◆ **Page extract**

----

Dude, that's awful. I can't stand not getting paid for overtime
Layoffs are by definition not related to skills. They are cost cutting measures. A company will keep a lower skilled lower paid worker who charges work to a high profit client over a higher skilled highly paid worker. It's pure bean counting.
It can be. But the subjective assessments do come into play too. If there is an employee that is pretty good, but makes everyone’s lives miserable, they are probably gone
Bruh. I got laid off in the height of my career. I was leading the technical direction of a feature that touched many different domains (they green lit my technical doc), I fixed 300k rows in prod that wasn't my fault by writing a migration script in ruby (I didn't even know ruby so I had to learn on the fly), and I was loaned out to another team for a week because they personally requested me since I was trusted to do the work. And I did do the work in a week. The very next Monday I was laid off lmao.
Everyone was shocked because it's not about performance. It's about who you know. I was told before they laid me off, staff/principle engineers and managers tried to vouch for me and convince the vp to keep me. My manager thought I was safe that very day.
It doesn't matter anyway. After my old employer found out I was available, they snatched me up. I won't have any politic issues anymore because I actually know the upper management in my old job. I'm good.
That’s awesome! That’s great to hear. And you’re completely right. Sometimes upper levels have knowledge of the trenches and often they don’t. Sometimes your manager can save you. Sometimes not. All you can focus on is what you can control
I am sorry to hear this happened to you. I don't work in I.T. but I've worked in professional environments such as Legal, banking and that comment made to you was unjustified. He doesn't know the circumstances which actually took place.
For sure. Also… he could just be trolling. People are weird on the internet!

----

◆ **Information**
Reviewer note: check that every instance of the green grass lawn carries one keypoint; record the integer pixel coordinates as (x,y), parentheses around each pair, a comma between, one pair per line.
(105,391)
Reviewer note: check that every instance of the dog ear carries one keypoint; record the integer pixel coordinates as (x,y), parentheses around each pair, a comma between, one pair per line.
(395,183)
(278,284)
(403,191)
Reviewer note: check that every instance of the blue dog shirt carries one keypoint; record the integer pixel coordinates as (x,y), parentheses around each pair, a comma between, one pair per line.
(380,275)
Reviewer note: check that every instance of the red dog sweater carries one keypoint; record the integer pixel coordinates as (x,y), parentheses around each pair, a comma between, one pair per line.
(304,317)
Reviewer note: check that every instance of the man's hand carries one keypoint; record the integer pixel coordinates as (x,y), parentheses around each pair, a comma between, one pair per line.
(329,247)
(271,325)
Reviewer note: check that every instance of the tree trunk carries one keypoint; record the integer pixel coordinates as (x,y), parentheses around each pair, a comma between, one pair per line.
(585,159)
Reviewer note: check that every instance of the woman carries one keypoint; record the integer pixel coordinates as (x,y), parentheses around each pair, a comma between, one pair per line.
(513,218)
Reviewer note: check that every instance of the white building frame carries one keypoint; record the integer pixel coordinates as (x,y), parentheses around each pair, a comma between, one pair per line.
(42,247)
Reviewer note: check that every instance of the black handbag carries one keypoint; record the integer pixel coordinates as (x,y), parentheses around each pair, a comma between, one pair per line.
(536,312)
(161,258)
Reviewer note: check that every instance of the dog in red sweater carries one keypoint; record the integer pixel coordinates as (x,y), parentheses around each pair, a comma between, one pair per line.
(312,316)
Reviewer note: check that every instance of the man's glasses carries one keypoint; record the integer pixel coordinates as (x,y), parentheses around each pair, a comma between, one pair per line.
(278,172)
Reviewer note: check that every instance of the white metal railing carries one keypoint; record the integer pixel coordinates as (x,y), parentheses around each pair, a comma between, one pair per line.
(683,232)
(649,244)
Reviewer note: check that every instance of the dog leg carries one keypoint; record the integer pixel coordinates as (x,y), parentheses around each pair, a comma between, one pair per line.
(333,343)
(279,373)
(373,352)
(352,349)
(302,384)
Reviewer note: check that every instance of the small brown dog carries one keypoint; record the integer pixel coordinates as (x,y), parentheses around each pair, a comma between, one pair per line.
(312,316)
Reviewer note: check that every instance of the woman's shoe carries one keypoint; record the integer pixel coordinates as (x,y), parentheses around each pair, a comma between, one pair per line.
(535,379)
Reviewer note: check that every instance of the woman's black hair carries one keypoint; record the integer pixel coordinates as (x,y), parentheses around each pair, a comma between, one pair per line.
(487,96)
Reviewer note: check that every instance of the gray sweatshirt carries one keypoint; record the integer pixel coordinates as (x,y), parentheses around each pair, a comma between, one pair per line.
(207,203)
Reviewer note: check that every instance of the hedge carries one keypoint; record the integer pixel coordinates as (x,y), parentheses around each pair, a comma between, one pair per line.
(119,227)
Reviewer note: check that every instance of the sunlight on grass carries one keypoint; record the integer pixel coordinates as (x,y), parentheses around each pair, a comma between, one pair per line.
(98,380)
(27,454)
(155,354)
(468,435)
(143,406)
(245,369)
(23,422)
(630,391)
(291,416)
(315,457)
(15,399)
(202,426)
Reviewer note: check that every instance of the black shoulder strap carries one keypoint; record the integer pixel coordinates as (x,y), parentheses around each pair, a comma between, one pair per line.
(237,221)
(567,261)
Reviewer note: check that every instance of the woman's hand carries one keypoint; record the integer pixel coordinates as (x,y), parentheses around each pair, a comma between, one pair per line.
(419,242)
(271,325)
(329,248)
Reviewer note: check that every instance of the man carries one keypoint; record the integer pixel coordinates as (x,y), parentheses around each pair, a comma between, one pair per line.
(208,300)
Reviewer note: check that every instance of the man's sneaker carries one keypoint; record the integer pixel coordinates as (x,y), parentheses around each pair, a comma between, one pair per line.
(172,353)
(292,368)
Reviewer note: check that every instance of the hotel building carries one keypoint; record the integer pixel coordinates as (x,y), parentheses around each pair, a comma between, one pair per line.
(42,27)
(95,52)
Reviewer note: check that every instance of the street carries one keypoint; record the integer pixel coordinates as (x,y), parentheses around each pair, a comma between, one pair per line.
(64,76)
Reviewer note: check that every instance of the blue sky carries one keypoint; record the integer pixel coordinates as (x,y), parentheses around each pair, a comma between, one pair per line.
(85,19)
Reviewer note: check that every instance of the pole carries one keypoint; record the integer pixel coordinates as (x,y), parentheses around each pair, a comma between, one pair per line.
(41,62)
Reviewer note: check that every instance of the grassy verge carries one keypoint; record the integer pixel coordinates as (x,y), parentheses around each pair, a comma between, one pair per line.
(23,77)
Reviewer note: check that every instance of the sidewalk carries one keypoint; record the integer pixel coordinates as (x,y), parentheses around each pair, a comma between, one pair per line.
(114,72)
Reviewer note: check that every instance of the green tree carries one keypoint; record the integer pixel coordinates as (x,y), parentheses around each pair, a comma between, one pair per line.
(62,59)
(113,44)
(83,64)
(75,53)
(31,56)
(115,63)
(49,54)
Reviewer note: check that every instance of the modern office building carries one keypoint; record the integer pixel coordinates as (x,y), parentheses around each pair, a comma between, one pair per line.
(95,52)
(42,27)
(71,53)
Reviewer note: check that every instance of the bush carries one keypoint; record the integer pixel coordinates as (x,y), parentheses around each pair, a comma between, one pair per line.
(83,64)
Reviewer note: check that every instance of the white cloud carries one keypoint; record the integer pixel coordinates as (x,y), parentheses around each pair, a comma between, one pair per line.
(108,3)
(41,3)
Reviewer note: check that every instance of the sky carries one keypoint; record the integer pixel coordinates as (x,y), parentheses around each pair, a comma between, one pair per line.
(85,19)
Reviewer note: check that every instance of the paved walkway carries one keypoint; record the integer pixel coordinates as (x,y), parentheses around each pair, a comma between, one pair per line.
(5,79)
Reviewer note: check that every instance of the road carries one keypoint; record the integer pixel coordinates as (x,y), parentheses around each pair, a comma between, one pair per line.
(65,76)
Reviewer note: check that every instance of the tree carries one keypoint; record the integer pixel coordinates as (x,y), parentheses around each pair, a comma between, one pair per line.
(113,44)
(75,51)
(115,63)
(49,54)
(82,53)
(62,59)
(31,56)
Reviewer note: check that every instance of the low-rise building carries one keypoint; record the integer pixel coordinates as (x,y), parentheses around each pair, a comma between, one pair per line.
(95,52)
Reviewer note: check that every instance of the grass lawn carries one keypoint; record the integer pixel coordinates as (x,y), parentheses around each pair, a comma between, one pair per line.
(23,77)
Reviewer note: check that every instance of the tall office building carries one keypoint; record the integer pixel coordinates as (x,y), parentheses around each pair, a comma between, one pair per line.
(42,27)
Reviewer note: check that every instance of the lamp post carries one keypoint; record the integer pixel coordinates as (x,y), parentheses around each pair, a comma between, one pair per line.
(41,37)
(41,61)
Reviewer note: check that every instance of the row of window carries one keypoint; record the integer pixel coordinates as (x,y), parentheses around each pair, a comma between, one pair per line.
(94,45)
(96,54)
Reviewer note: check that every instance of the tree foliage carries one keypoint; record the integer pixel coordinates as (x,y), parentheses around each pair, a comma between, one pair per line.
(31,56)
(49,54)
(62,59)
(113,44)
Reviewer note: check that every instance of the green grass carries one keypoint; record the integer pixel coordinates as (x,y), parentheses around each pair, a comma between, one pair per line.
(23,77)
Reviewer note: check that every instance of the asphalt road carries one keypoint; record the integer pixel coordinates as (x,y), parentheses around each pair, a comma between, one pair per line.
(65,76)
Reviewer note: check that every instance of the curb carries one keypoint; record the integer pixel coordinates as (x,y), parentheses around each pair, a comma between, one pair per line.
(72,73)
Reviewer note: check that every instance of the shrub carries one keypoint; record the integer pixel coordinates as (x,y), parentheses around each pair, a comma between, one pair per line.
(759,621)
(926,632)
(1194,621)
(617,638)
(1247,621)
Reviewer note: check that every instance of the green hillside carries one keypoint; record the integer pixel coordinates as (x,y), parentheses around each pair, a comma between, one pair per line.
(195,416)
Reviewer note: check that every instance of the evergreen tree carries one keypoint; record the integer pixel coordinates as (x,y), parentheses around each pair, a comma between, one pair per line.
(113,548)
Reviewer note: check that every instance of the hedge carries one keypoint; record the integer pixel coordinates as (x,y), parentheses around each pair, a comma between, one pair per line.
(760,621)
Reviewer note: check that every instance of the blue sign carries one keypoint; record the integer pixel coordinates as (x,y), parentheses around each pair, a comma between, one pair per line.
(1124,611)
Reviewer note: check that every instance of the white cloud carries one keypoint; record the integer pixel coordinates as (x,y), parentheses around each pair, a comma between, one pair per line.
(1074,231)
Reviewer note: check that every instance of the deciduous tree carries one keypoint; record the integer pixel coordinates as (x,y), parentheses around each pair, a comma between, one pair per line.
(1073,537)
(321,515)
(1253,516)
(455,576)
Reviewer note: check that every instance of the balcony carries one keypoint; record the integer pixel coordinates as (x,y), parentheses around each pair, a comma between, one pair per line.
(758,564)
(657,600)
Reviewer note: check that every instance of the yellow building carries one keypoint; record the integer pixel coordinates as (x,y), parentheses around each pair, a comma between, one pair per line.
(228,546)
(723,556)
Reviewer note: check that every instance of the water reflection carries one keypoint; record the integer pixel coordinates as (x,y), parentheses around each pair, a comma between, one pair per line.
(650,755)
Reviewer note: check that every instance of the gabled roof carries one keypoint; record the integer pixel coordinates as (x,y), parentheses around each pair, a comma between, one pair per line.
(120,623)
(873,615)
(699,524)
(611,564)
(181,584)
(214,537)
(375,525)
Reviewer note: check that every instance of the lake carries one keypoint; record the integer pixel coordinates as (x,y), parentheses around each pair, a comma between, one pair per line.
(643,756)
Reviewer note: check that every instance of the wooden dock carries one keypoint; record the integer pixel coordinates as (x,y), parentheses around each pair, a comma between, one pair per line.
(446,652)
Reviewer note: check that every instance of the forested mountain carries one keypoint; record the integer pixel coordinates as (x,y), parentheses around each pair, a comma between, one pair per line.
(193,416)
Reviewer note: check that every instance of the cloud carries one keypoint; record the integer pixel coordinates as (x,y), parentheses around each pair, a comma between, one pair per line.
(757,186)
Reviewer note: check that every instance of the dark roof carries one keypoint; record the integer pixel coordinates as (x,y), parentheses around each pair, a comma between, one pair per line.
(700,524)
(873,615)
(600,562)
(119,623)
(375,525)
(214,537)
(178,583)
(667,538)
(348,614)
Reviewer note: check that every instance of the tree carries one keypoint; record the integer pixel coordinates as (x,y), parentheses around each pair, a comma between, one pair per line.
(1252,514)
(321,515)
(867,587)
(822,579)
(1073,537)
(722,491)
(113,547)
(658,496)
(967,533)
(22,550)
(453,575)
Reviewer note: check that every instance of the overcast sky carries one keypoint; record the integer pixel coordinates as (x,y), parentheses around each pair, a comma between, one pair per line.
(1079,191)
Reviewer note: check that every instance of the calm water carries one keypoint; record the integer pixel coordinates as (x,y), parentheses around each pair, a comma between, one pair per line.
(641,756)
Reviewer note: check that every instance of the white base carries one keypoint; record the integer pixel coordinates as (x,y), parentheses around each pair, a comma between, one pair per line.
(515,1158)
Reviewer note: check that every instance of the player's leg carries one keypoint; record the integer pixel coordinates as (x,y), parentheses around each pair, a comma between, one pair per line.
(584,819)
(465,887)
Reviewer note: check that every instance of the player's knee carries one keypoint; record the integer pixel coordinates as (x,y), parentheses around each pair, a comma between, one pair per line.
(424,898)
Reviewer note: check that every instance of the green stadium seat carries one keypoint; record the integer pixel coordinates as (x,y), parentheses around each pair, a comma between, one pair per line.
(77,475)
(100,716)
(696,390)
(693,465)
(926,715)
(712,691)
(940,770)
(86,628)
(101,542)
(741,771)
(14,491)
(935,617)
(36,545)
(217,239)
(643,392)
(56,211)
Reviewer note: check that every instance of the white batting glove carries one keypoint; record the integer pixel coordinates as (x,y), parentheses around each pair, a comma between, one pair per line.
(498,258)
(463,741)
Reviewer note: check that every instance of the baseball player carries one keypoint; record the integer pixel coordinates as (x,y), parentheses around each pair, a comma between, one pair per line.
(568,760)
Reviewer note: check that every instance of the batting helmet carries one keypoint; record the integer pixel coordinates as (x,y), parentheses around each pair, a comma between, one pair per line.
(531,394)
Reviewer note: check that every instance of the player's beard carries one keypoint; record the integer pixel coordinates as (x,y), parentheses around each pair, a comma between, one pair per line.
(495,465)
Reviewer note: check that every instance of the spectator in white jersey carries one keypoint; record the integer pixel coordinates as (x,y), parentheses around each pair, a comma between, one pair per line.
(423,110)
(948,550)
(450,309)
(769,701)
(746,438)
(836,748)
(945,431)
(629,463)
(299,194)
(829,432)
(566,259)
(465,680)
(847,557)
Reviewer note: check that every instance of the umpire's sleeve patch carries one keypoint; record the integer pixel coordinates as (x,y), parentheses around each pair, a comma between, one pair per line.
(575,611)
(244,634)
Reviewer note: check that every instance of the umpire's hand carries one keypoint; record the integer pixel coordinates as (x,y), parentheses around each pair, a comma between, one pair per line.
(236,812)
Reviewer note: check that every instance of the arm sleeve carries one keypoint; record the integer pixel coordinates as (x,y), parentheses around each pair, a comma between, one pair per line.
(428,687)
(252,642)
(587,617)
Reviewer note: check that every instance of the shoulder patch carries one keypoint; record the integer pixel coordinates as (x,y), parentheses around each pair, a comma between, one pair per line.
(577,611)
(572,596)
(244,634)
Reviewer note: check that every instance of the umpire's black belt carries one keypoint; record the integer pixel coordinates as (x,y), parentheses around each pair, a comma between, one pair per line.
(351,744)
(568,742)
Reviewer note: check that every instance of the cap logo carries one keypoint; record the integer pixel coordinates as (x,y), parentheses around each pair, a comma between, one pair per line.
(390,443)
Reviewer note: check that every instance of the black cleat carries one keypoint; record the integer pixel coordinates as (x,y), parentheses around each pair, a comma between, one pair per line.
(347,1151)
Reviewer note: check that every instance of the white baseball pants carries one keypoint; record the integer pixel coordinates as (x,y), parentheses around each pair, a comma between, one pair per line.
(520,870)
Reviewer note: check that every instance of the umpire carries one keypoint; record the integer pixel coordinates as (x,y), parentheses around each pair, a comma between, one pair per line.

----

◆ **Exercise instructions**
1. From the comment in the layoff thread that begins with "Bruh.", list everything the writer says they did at work before being laid off.
2. Copy the layoff thread's passage that begins at the words "Dude, that's awful." and stops after "pure bean counting.", renaming each "worker" as "employee".

◆ **Answers for the tasks**
1.
- Led the technical direction of a feature that touched many different domains, with their technical doc green-lit
- Fixed 300k rows in prod by writing a migration script in ruby, learning the language on the fly
- Was loaned out to another team for a week at that team's personal request, and did the work within that week

2.
Dude, that's awful. I can't stand not getting paid for overtime
Layoffs are by definition not related to skills. They are cost cutting measures. A company will keep a lower skilled lower paid employee who charges work to a high profit client over a higher skilled highly paid employee. It's pure bean counting.